(TEXT SHOWN begins)

San Francisco – June 23, 2026 – AI startup Reflection AI has signed a long-term computing agreement with SpaceX to access Nvidia's latest GB300 processors at the company's Colossus 2 data center, underscoring the growing strategic value of hyperscale AI infrastructure as demand for advanced compute continues to outpace supply.
Under the agreement, Reflection will gain immediate access to GB300 GPUs hosted at SpaceX's Colossus 2 facility. The startup will pay USD 150 million per month beginning July 1, 2026, with the contract running through the end of 2029. If maintained for its full term, the deal would be worth approximately USD 6.3 billion, although either party may terminate the agreement after the initial three months with 90 days' notice.
The agreement highlights a broader shift in the AI industry, where access to large-scale compute infrastructure has become as important as model development itself. Rather than building its own hyperscale data centers, Nvidia-backed Reflection is leasing capacity from SpaceX, allowing it to accelerate the development of open-source foundation models while avoiding the multibillion-dollar capital costs associated with constructing AI campuses.
For SpaceX, the deal further expands its role as a commercial AI infrastructure provider. Originally developed to support the company's own AI ambitions, the Colossus platform has increasingly evolved into a shared compute service for external customers. Reflection joins a growing list of high-profile tenants that includes Anthropic and Google, both of which recently signed multiyear agreements for GPU capacity at SpaceX-operated facilities. Together, those contracts position the company as one of the largest independent providers of AI compute infrastructure outside the traditional hyperscale cloud market.
The transaction also illustrates how AI infrastructure is emerging as a new asset class within the data center industry. Instead of leasing only colocation space, operators are increasingly commercializing fully integrated AI platforms that bundle GPU clusters, networking, storage, and power into turnkey computing services. That model enables AI developers to scale rapidly without waiting years for new data center construction or long GPU procurement cycles.
Industry analysts expect demand for AI-ready capacity to remain exceptionally strong as enterprises and model developers continue expanding training and inference workloads. Facilities capable of supporting tens of thousands of advanced GPUs have become some of the most sought-after digital infrastructure assets, driving unprecedented investment in power generation, liquid cooling, and high-density data center design.
For Reflection AI, the agreement provides immediate access to frontier computing resources needed to compete in the increasingly crowded open-model market. For SpaceX, it reinforces a strategy of monetizing hyperscale AI infrastructure, demonstrating how data center capacity has become a critical revenue stream alongside the company's traditional aerospace and satellite businesses.

(TEXT SHOWN ends)
(GIVEN ENTRIES begins)

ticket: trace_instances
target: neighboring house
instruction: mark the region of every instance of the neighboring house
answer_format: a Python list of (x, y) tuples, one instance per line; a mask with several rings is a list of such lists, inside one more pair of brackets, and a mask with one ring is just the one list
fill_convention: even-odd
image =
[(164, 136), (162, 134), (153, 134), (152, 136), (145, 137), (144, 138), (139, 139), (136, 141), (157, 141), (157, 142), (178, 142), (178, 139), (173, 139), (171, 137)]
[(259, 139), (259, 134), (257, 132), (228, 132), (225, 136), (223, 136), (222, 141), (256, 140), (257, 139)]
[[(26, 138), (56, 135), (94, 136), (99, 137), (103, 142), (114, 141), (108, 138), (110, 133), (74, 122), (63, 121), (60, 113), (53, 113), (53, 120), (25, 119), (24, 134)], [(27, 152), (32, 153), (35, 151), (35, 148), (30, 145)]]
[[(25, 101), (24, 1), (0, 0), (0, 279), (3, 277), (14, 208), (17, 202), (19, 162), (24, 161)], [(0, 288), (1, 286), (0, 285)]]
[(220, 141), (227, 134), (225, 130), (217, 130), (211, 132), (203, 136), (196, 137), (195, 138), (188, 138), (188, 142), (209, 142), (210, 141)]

(GIVEN ENTRIES ends)

__TASK ITEM__
Copy the passage from the article above on Reflection AI's computing deal with SpaceX word for word, starting at "San Francisco –" and ending at "to outpace supply.".

__EXERCISE OUTPUT__
San Francisco – June 23, 2026 – AI startup Reflection AI has signed a long-term computing agreement with SpaceX to access Nvidia's latest GB300 processors at the company's Colossus 2 data center, underscoring the growing strategic value of hyperscale AI infrastructure as demand for advanced compute continues to outpace supply.